- Supplied passage -
....
Inflation is the general rise in prices, including food and energy. It occurs when demand for goods and services outpaces supply, which can lead to a chain reaction as the cost of producing those good increases. It can also be a sign of economic expansion that leads to higher incomes, which tend to increase consumer spending. This type of demand-pull inflation is often less harmful than other types.
In the 2021-2022 period, many countries experienced a surge in inflation, and economists disagreed about its cause. Some saw it as a result of the COVID-19 pandemic and its effect on global supply chains, which caused shortages of some important products. Others argued that it was the result of government stimulus programs that increased available cash and led to higher spending by consumers and businesses.
Some believe that the surge was temporary and would slow as global supplies of essential goods improved, and as workers returned to their jobs and demand for those goods recovered. Other experts see a longer-lasting phenomenon, and predict that underlying core inflation will continue to accelerate in the months ahead.
....
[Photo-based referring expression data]
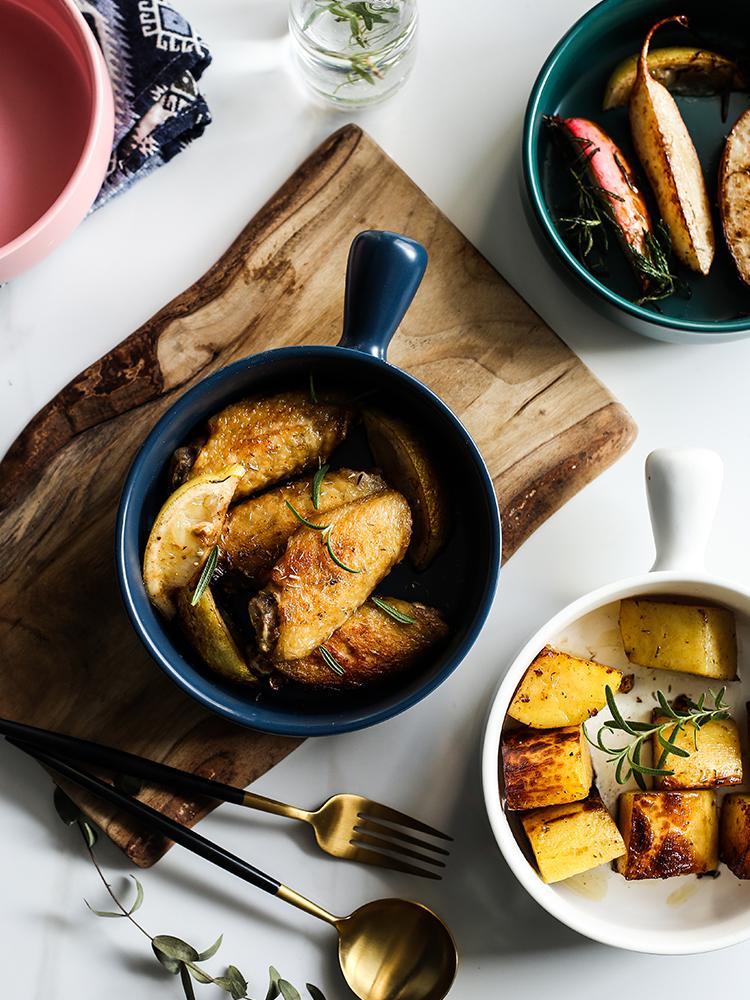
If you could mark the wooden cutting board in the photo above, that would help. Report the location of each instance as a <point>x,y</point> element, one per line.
<point>545,426</point>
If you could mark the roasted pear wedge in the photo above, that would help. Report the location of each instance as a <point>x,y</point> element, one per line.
<point>184,532</point>
<point>608,190</point>
<point>681,69</point>
<point>405,459</point>
<point>667,154</point>
<point>211,636</point>
<point>734,195</point>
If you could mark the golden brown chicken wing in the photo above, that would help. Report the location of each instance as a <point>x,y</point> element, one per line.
<point>273,437</point>
<point>328,572</point>
<point>256,531</point>
<point>370,646</point>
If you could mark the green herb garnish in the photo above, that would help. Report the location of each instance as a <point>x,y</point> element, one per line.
<point>627,759</point>
<point>317,481</point>
<point>205,577</point>
<point>325,538</point>
<point>393,612</point>
<point>175,955</point>
<point>331,661</point>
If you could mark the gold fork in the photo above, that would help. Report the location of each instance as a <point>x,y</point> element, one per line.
<point>346,826</point>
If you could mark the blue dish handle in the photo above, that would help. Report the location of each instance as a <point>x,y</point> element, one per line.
<point>383,274</point>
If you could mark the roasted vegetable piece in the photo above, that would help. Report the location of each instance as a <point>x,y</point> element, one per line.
<point>734,195</point>
<point>543,767</point>
<point>274,437</point>
<point>681,69</point>
<point>257,530</point>
<point>185,530</point>
<point>734,834</point>
<point>370,646</point>
<point>561,690</point>
<point>668,833</point>
<point>694,639</point>
<point>572,838</point>
<point>408,464</point>
<point>715,757</point>
<point>327,572</point>
<point>212,637</point>
<point>605,176</point>
<point>667,154</point>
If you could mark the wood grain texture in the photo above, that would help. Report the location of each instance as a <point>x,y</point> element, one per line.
<point>545,426</point>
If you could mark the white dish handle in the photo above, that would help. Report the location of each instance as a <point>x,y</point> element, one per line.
<point>683,487</point>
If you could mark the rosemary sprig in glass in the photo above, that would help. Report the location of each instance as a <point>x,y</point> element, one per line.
<point>628,759</point>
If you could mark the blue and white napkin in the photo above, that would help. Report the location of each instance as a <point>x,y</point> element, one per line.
<point>154,59</point>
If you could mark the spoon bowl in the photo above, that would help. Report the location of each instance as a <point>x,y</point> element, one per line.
<point>395,949</point>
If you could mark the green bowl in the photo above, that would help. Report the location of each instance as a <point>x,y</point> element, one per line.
<point>571,84</point>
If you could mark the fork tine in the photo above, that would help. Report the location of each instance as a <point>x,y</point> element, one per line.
<point>384,845</point>
<point>395,864</point>
<point>380,811</point>
<point>369,826</point>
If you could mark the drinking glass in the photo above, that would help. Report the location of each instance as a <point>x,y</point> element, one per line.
<point>353,55</point>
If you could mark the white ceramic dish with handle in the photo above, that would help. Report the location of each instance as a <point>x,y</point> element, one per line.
<point>685,914</point>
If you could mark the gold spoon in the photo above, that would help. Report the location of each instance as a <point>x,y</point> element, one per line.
<point>389,949</point>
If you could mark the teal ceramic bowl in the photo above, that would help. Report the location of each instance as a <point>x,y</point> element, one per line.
<point>572,84</point>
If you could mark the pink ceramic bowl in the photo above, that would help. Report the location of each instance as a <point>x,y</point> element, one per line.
<point>57,125</point>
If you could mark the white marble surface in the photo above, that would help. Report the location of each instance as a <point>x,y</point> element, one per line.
<point>455,130</point>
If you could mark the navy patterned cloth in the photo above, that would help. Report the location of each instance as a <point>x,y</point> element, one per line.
<point>154,59</point>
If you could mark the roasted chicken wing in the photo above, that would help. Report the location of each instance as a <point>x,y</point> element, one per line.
<point>256,531</point>
<point>329,571</point>
<point>272,437</point>
<point>370,646</point>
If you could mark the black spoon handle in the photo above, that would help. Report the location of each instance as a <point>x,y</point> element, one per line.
<point>153,818</point>
<point>119,761</point>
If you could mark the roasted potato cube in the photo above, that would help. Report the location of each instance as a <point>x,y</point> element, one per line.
<point>668,833</point>
<point>690,638</point>
<point>734,834</point>
<point>572,838</point>
<point>715,755</point>
<point>561,690</point>
<point>544,767</point>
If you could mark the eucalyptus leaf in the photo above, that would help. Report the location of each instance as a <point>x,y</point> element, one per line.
<point>187,984</point>
<point>198,974</point>
<point>273,984</point>
<point>89,832</point>
<point>287,991</point>
<point>174,947</point>
<point>210,952</point>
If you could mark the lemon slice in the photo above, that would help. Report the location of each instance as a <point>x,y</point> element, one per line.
<point>184,532</point>
<point>211,636</point>
<point>681,69</point>
<point>406,462</point>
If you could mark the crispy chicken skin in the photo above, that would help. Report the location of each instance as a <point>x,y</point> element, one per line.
<point>370,646</point>
<point>310,595</point>
<point>256,531</point>
<point>273,437</point>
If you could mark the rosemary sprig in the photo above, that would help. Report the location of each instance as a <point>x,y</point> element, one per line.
<point>325,538</point>
<point>595,215</point>
<point>360,16</point>
<point>331,661</point>
<point>205,577</point>
<point>399,616</point>
<point>317,481</point>
<point>627,759</point>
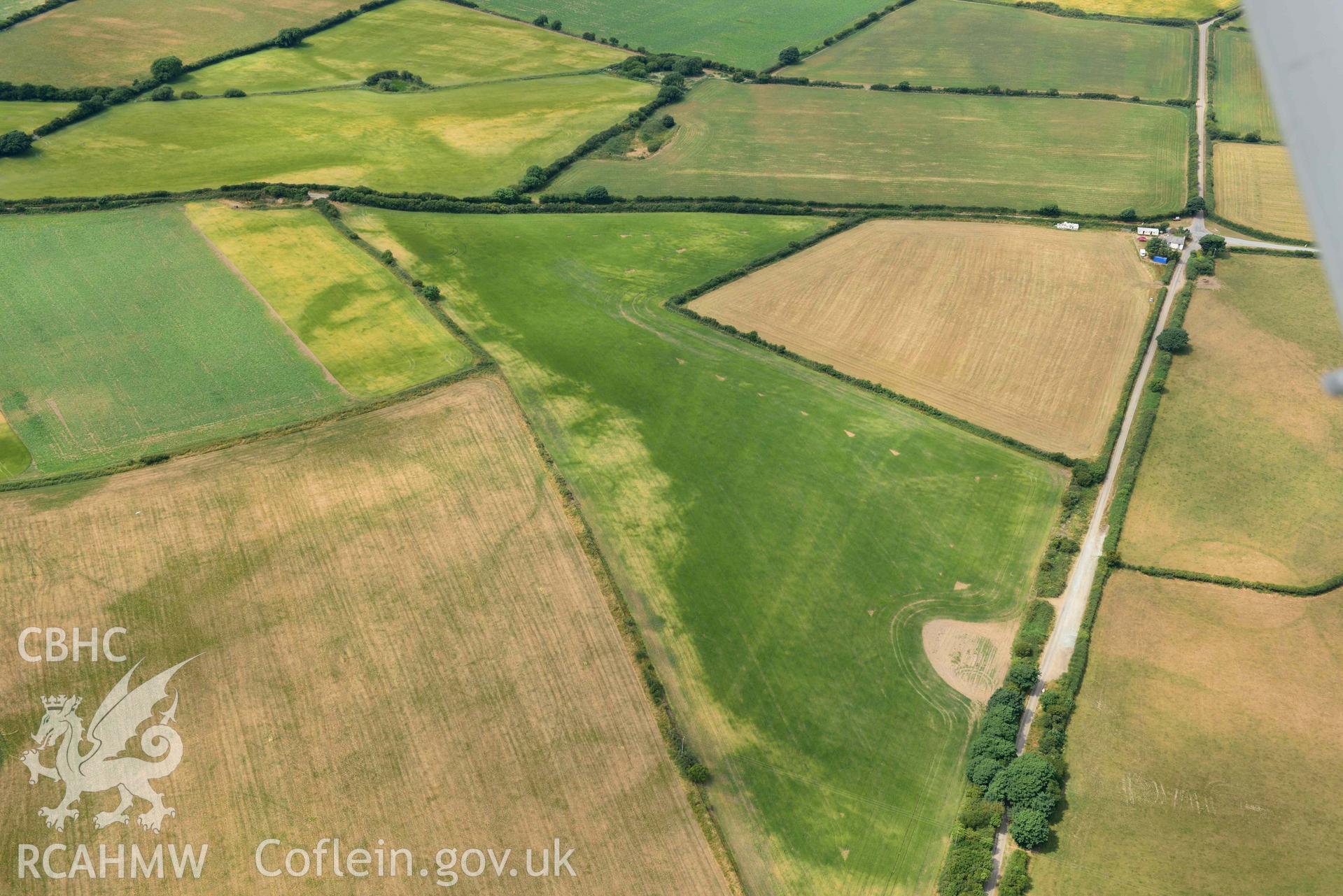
....
- Tasks to perform -
1 - In the passage on inflation, which type of inflation is described as often less harmful than other types?
2 - Pick up the passage on inflation after its last sentence and continue writing it.
The material has no connection to the passage on inflation.

- Answers to each task -
1 - Demand-pull inflation.

2 -
The inflation that has accelerated since the start of the pandemic has been concentrated in durable goods and services, reflecting higher labor costs as companies try to pay their workers higher wages. This contributes to the stronger influence that core items have on total U.S. inflation acceleration, compared to other OECD countries. This inflation acceleration has also been fueled by rising oil prices and backlogs of work orders for goods and services that are in short supply, caused by the COVID-19-related disruptions to the auto-related industry.